### Goal of the exercise
Pick out and copy each line in the data below that contains the string "tail". Case counts.

### Supplied material
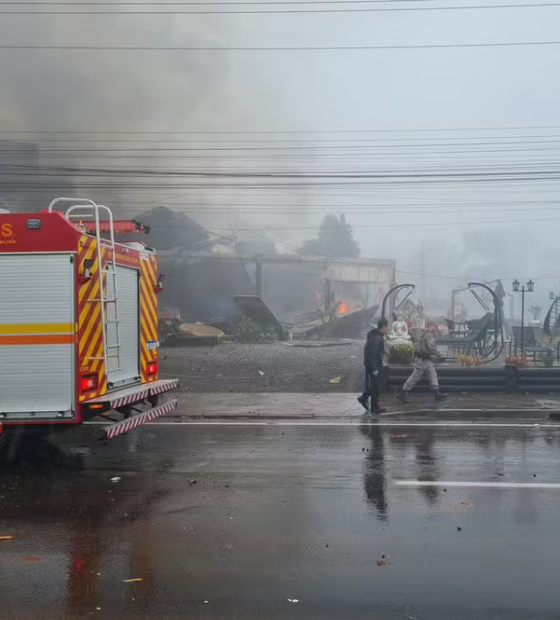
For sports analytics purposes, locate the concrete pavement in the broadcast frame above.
[0,419,560,620]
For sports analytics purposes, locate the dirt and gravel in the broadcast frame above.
[161,341,363,392]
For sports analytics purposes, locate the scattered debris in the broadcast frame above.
[233,295,286,340]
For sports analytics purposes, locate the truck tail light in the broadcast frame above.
[80,375,97,392]
[146,362,157,375]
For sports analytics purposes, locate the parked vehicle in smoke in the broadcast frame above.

### Finished answer
For sports analytics purposes, locate the truck tail light in the broadcast frame above.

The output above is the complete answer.